* _DESCRIÇÃO DO PROBLEMA_: Segundo o trecho da página, de que cores era o ônibus que o menino esperava?

* _TRECHO DA PÁGINA_:
——
Sonho de criança é desamarrado.
Eis que o menino, franzino, envergado pela mochila pesada nas costas, enfrentava as manhãs no ponto de ônibus. Cara sonolenta, escola a uma hora e meia. Pra Nazaré, uma viagem. Quando o coletivo branco-amarelo-vermelho dava as caras na esquina da rua asfaltada – sempre cheio de doer – chegava o momento de vestir a armadura da batalha.
A começar pela carona. Alguns motoristas nem titubeavam: bastava um sinal positivo por entre o vidros da porta da frente e o tsssssssssss na pressão liberava a subida. Bom dia, o menino dizia. Entrando pela frente, bom dia mesmo. Quando não era assim, diziam somente que não. Mas havia aqueles que abriam a porta, cruéis de todo, analisavam o moleque e soltavam um “cê num acha que já tá muito grandinho pra entrar pela frente, não?”
Levemos em conta a hipótese de entrada de graça. Daí em diante, a conquista era outra: poder acomodar a mochila pesada – um livro pra cada matéria, coloridos, muitas páginas – no espaço que também necessitava de autorização. Em cima do capô que escondia o motor zuadento, no vão do pára-brisa ou no lado esquerdo do motorista, próximo das alavancas que abriam e fechavam as portas.
——
* _DADOS PARA REVISÃO_:
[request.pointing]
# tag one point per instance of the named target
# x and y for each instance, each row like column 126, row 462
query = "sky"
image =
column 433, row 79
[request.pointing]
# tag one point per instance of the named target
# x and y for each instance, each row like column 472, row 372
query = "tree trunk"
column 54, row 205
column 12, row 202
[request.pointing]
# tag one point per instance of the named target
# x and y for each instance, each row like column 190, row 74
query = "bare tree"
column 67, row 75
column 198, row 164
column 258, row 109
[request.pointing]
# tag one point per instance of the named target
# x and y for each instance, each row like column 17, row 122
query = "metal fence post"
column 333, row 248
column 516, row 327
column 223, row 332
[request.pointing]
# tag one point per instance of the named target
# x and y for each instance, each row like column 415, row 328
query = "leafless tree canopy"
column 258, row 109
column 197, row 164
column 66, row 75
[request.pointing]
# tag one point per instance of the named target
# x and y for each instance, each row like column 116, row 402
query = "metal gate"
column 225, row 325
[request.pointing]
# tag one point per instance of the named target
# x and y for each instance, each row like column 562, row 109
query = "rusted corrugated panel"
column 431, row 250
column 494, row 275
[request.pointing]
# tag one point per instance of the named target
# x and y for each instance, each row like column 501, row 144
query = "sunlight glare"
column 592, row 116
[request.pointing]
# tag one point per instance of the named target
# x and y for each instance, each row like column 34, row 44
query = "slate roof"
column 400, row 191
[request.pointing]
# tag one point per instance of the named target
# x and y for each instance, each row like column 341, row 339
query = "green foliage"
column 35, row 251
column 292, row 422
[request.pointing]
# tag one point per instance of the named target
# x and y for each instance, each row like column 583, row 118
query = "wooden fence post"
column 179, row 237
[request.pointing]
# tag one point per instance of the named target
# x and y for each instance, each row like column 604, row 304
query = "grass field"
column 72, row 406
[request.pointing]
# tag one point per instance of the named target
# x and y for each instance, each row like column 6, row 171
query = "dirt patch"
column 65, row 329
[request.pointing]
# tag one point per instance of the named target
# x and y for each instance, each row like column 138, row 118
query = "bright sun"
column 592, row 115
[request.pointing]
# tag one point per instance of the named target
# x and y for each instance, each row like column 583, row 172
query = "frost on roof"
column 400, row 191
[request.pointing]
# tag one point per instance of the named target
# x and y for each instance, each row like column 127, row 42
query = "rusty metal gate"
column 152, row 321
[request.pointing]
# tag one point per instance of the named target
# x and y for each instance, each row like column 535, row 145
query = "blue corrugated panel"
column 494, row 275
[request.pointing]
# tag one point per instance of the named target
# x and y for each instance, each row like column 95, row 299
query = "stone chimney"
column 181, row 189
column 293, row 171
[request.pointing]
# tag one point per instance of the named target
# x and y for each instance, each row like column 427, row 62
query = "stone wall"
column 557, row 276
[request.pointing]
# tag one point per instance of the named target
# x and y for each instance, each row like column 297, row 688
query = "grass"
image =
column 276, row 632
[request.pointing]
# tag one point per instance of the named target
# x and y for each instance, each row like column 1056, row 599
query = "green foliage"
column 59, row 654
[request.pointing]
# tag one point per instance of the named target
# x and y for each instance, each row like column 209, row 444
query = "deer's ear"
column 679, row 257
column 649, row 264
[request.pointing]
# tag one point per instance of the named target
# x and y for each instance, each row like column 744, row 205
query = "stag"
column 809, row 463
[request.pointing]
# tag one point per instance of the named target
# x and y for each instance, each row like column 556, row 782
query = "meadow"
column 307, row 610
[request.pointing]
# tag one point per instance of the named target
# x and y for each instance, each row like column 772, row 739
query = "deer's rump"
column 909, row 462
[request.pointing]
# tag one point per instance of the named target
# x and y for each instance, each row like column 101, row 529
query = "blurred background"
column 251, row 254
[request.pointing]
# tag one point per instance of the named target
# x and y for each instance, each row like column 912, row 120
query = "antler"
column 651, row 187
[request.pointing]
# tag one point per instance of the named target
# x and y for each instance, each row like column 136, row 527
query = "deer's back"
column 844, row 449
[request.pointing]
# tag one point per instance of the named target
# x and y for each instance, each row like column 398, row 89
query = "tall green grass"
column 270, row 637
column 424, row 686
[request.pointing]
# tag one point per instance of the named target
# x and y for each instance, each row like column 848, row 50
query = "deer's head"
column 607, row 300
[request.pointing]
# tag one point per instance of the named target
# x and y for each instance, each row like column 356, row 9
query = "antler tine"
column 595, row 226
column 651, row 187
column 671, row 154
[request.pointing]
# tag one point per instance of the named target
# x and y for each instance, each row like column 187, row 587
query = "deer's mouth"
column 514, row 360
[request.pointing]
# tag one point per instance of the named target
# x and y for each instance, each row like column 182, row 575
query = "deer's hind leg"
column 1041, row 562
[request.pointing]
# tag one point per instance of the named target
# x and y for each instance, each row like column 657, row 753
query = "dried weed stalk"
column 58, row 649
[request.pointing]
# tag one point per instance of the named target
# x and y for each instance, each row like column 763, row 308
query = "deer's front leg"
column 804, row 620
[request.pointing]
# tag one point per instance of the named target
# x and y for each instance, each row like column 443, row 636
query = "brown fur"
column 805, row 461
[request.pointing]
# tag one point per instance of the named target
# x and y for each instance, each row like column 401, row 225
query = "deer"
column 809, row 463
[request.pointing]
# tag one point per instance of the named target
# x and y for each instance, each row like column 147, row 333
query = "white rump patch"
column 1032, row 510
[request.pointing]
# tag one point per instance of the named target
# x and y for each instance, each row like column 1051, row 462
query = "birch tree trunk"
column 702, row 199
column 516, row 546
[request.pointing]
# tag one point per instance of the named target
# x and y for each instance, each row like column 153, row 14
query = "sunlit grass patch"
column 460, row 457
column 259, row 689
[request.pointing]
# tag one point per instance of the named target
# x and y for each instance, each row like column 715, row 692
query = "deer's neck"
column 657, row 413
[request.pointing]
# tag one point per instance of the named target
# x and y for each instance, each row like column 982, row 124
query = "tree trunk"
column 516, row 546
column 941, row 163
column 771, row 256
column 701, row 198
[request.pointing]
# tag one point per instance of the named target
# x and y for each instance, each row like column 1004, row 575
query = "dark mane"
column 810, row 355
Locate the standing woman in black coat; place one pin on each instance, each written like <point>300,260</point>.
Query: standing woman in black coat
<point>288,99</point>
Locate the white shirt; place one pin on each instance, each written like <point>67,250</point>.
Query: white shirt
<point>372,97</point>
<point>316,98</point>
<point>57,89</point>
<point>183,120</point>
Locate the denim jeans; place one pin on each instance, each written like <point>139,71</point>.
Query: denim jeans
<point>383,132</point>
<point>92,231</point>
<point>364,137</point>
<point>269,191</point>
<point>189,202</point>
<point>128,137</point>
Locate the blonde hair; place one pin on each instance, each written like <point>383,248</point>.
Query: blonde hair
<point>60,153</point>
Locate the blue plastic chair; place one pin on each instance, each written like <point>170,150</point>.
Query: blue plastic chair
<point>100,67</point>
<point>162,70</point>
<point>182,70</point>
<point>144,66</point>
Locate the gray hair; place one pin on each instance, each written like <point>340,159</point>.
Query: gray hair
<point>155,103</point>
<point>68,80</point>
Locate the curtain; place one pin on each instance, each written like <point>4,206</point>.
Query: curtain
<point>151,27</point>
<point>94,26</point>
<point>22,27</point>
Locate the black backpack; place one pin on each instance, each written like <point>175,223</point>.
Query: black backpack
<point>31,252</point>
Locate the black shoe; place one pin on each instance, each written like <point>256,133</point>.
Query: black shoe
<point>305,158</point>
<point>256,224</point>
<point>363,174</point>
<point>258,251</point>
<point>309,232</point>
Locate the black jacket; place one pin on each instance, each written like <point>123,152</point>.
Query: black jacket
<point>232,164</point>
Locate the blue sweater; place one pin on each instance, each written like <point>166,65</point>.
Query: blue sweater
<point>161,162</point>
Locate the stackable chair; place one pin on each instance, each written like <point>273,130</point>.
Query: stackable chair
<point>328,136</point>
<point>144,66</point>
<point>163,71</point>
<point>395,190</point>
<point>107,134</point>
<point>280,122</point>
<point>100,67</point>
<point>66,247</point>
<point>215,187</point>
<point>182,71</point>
——
* _RESPOSTA DO EXERCÍCIO_: Branco, amarelo e vermelho.